> **Records**
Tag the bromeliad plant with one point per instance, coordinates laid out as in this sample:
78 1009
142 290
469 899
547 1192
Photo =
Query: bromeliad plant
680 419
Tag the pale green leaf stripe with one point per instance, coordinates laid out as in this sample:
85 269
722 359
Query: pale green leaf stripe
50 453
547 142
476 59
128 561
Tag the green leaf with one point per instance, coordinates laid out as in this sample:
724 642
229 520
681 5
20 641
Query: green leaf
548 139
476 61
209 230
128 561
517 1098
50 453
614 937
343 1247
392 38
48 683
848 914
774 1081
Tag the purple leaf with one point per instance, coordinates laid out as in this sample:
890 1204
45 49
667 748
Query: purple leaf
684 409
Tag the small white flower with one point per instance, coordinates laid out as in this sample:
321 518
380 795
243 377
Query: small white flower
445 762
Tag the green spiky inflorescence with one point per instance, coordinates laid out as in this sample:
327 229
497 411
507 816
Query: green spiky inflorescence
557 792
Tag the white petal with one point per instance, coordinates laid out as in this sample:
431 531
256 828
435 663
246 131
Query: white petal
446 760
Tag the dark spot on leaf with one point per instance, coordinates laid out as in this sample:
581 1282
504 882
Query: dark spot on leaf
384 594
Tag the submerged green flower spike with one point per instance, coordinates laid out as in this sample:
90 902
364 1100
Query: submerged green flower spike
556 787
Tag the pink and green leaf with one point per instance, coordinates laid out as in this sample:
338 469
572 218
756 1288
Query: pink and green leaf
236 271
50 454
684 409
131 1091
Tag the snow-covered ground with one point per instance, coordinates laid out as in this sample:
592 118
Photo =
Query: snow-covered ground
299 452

--

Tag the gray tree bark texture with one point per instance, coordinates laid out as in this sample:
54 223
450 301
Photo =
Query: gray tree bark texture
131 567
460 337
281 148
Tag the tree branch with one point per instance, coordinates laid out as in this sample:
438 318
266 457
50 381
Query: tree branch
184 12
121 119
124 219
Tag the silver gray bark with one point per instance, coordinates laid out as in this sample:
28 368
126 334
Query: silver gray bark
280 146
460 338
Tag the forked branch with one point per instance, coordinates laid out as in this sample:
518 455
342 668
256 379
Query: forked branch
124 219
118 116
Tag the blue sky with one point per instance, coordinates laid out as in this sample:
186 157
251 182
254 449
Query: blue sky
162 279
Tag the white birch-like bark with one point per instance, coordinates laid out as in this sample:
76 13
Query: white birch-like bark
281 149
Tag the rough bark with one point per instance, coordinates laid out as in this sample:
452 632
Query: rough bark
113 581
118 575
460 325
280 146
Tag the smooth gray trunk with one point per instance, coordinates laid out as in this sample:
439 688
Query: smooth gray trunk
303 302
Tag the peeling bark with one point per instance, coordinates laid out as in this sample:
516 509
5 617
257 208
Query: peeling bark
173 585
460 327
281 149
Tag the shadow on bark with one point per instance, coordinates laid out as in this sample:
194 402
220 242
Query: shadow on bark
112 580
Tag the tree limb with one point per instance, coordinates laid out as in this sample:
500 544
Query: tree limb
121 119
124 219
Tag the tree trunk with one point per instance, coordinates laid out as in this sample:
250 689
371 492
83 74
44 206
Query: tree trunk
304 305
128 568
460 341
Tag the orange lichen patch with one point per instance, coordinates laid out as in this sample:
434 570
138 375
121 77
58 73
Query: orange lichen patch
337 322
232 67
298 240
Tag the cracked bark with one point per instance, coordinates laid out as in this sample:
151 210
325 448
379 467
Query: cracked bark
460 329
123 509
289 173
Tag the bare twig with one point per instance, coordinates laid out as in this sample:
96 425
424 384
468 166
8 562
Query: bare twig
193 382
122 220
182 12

> **Do this**
Pull out every line of the records that contains the word "limb", treating uppercase and lowercase as distinct.

> **Completed exercise**
Tag the tree limb with one point per instance, coordinates laid out as in this sample:
Query: tree limb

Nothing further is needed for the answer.